ASSIGNED TASK A – In the episiotomy article, what share of women reported painful sex following an episiotomy, according to the National Health Services?
ASSIGNED TASK B – Please retype a passage from the episiotomy article, between "Sure, this question" and "the Mayo Clinic.", inclusive.

PROVIDED TEXT –
# # # # # # #

Real talk: sex is probably not very high on your to-do list right after you have a baby. I mean, if showering and eating regular meals take a hit, it's understandable that getting busy is the last thing you're concerned about. That being said, if you're one of the rare people aching to get back in bed, so to speak, this sexual hiatus is only temporary With this in mind, you may be wondering how soon can you have anal sex after having an episiotomy?
Sure, this question could make even the most dedicated backdoor fan cringe. If you get an episiotomy, there are very likely stitches involved. Stitches. Still, it's a legitimate question. Most of your postpartum sexual advice likely revolves around your vagina, so do the same rules apply to other areas?
In a word, yes. Although they are still pretty common procedures, an episiotomy is no walk in the park. According to the Mayo Clinic, an episiotomy is a surgical incision made to your perineum area during childbirth, typically to prevent excessive vaginal tearing or help deliver a large baby. During the healing process, it's common to experience pain during urination, bowel movements, or even sitting, as further explained by the Mayo Clinic.
Because every delivery is different, and everyone heals at a different rate, there is no set timeline for resuming your regular activities following an episiotomy, let alone getting back to your sex life. Waiting at least a few weeks appears to be the norm, however, depending on how quickly you're healing. What's more, you may want to ease back into your usual activities slowly. According to the National Health Services, around 90 percent of women have reported painful sex following an episiotomy, although this did not make a distinction between vaginal or anal penetration. Suffice it to say, that this procedure will likely throw off your usual routine for at least a few weeks. If you want to be extra-careful, then have a frank discussion with your doctor about what sexual activities are OK during your time of healing, and which ones need to be taken off the table for the time being.
This does not mean you have to give up all affection while you wait for your episiotomy incision to heal. Talking with your partner about postpartum sex, and enjoying cuddling in the meantime, can help you both get through this major transition in your lives. And one day soon, your doctor will give you the all-clear signal for whatever kind of sex you'd like to try.

# # # # # # #

INFORMATION –
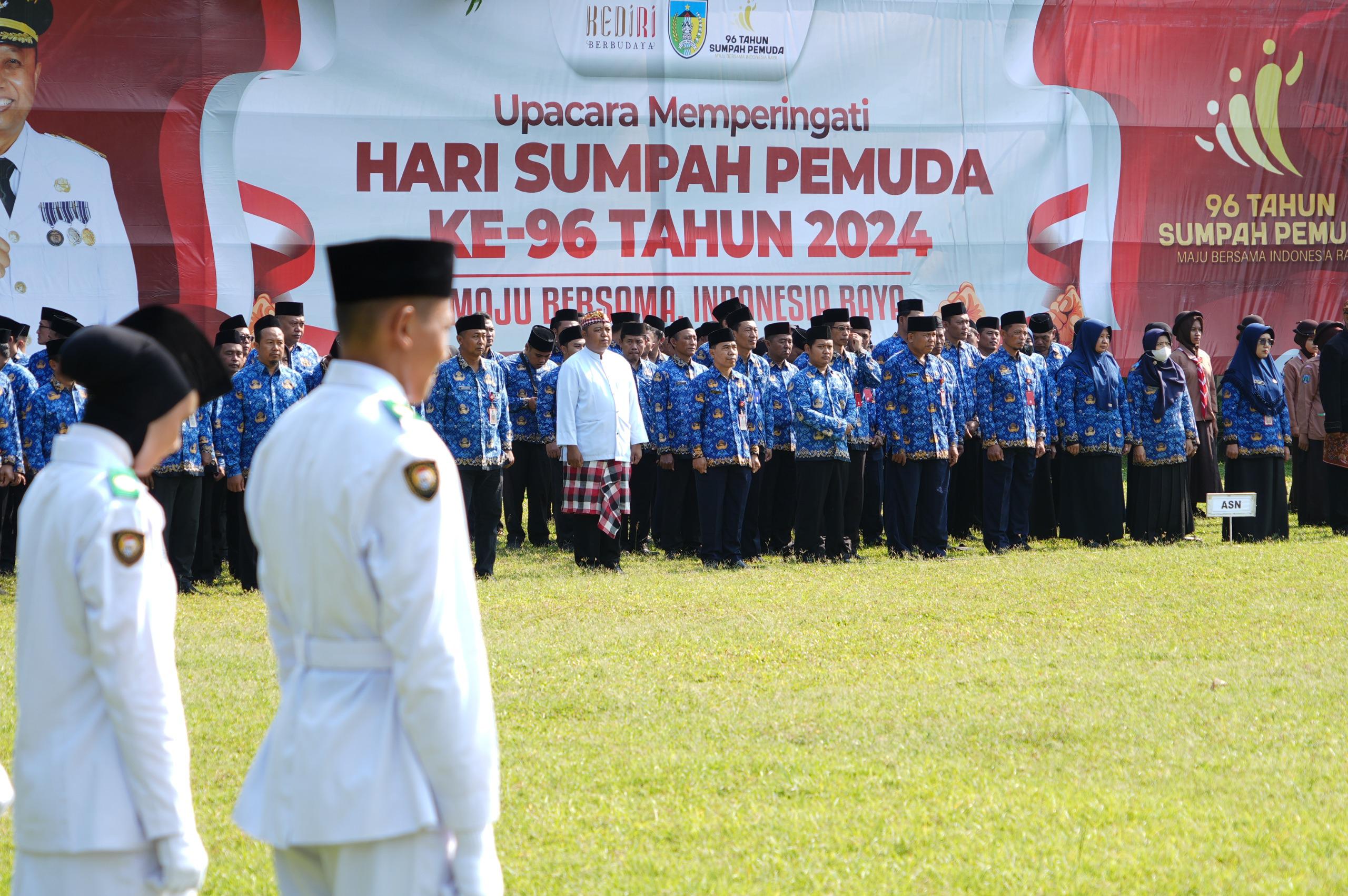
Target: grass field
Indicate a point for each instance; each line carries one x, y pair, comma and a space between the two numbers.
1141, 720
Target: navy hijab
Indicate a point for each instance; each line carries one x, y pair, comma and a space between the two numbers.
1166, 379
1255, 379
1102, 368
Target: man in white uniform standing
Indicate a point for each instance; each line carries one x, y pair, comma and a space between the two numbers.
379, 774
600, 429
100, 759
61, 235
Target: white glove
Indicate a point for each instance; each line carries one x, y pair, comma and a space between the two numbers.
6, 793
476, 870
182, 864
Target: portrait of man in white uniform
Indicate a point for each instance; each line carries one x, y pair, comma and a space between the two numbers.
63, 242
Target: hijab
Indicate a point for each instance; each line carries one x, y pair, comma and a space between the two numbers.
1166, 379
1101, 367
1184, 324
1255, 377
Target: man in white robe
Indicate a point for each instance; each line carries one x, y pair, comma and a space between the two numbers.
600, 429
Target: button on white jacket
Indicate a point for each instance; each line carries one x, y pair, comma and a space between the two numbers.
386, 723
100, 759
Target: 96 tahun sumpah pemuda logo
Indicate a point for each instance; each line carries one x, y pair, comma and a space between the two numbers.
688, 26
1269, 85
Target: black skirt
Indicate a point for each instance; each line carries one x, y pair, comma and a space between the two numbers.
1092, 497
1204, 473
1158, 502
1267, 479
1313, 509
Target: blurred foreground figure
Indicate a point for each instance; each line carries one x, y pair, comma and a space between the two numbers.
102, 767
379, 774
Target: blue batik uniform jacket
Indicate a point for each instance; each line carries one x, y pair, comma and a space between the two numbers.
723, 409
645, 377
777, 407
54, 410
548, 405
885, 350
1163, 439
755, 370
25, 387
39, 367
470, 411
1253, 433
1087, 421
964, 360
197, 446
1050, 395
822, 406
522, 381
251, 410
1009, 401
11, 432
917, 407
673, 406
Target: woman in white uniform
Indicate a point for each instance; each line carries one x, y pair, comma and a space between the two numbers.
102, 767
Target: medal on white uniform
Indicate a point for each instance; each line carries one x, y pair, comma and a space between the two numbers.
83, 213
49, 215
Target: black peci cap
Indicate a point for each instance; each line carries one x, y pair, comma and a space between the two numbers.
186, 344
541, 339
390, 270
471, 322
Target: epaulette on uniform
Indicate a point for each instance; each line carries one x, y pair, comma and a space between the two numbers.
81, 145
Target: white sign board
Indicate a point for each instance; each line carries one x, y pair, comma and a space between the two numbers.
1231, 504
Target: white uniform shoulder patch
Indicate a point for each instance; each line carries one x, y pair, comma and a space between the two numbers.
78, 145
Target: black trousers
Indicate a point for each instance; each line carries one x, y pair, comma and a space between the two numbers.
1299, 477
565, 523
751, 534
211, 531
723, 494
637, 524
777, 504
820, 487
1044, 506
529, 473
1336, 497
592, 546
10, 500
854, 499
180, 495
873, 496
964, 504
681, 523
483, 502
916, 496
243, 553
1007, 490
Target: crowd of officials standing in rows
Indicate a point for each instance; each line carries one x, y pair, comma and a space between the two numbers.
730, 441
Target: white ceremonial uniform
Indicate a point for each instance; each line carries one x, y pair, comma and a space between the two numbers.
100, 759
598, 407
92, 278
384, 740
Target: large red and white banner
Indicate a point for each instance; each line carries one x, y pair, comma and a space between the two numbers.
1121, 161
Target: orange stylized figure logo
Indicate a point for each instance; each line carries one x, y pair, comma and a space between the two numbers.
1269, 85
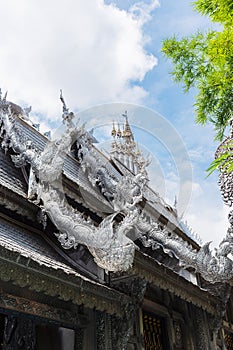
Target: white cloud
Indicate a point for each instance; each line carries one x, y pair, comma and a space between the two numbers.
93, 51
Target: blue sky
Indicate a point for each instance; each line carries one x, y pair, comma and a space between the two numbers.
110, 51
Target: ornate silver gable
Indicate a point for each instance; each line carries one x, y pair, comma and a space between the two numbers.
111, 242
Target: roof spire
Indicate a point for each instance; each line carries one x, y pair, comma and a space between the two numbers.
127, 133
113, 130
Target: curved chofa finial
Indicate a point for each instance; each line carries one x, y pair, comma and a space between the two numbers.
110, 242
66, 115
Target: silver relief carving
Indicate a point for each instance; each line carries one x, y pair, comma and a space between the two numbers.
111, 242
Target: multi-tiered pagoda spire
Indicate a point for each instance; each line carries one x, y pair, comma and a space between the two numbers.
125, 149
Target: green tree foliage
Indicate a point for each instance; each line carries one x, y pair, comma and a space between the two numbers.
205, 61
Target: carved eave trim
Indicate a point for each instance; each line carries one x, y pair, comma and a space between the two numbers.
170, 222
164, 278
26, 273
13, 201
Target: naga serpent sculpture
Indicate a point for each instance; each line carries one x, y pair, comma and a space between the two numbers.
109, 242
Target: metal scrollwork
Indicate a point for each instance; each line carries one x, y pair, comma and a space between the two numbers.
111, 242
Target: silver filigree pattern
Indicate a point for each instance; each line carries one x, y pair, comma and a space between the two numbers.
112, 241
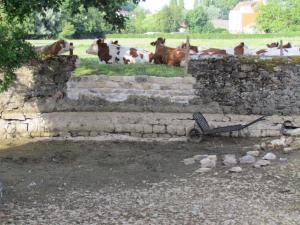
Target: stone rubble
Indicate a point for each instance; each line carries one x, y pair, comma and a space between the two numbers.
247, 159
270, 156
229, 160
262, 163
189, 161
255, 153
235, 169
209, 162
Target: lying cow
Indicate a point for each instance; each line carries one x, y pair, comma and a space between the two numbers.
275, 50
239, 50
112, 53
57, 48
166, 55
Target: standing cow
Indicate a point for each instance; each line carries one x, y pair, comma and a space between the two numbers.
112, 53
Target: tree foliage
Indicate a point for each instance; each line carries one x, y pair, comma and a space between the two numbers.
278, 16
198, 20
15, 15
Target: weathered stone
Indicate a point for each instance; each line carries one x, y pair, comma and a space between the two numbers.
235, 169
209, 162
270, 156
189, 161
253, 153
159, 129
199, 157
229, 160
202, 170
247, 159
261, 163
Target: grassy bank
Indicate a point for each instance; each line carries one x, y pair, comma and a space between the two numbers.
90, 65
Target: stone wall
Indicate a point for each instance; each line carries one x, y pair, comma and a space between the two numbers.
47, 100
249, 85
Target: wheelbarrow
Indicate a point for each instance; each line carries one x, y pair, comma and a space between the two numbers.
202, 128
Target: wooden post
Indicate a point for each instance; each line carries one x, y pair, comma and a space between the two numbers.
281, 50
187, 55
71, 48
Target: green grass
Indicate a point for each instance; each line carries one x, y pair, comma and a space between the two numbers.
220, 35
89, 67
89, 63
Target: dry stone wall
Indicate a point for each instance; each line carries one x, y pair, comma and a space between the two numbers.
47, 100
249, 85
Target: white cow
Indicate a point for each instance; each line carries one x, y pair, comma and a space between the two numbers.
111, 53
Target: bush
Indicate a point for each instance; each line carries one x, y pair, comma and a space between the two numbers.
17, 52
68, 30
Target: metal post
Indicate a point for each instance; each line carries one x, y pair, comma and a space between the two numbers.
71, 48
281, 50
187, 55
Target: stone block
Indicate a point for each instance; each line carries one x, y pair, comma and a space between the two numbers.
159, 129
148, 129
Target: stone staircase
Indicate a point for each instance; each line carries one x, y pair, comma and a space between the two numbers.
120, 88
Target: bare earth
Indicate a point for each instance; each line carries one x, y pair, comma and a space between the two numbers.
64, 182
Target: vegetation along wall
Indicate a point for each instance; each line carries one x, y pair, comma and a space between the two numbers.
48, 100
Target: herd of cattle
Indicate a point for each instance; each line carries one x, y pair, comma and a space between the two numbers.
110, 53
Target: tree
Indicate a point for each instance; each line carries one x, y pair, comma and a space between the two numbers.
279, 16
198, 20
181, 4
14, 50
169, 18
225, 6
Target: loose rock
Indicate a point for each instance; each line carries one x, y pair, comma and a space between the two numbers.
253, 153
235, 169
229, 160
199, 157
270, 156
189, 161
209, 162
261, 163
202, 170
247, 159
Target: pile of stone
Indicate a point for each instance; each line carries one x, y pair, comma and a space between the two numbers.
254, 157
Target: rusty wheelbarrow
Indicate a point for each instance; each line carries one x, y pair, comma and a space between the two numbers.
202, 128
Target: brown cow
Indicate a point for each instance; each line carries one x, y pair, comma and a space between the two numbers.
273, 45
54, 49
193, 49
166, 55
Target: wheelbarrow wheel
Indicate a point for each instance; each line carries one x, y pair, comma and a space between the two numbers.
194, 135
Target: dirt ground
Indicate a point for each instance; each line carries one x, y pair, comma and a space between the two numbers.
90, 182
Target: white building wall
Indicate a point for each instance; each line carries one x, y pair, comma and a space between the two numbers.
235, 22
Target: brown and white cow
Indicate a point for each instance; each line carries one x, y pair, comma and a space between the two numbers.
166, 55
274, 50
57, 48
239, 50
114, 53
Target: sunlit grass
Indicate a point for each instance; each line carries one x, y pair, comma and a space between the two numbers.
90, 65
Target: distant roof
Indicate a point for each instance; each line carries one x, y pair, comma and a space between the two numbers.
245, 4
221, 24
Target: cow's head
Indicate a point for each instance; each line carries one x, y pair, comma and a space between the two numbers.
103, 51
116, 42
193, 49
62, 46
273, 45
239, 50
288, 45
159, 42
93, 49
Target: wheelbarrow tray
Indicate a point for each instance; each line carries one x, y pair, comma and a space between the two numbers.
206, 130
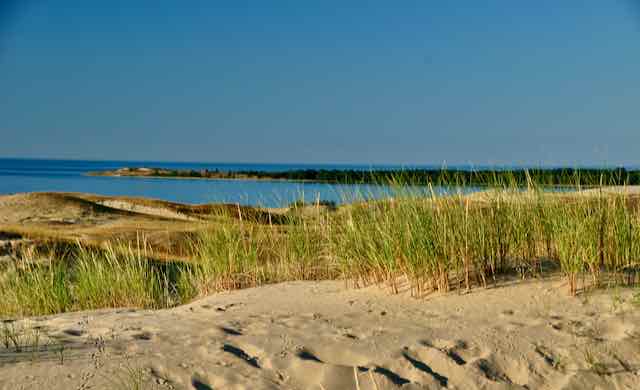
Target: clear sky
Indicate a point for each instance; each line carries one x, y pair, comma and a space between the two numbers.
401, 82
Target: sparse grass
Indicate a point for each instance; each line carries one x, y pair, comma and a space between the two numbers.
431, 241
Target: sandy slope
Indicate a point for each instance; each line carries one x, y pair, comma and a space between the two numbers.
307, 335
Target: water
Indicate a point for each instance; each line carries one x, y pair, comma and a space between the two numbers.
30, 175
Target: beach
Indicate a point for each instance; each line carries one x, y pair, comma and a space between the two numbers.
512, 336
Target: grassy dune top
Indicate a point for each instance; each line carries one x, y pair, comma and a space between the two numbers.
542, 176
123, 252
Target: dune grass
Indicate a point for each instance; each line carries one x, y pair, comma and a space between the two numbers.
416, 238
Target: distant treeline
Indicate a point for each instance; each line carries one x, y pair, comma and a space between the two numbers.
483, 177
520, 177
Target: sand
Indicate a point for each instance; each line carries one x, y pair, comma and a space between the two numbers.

# # # # # # #

ANSWER SPACE A – Around 90 percent.

ANSWER SPACE B –
Sure, this question could make even the most dedicated backdoor fan cringe. If you get an episiotomy, there are very likely stitches involved. Stitches. Still, it's a legitimate question. Most of your postpartum sexual advice likely revolves around your vagina, so do the same rules apply to other areas?
In a word, yes. Although they are still pretty common procedures, an episiotomy is no walk in the park. According to the Mayo Clinic, an episiotomy is a surgical incision made to your perineum area during childbirth, typically to prevent excessive vaginal tearing or help deliver a large baby. During the healing process, it's common to experience pain during urination, bowel movements, or even sitting, as further explained by the Mayo Clinic.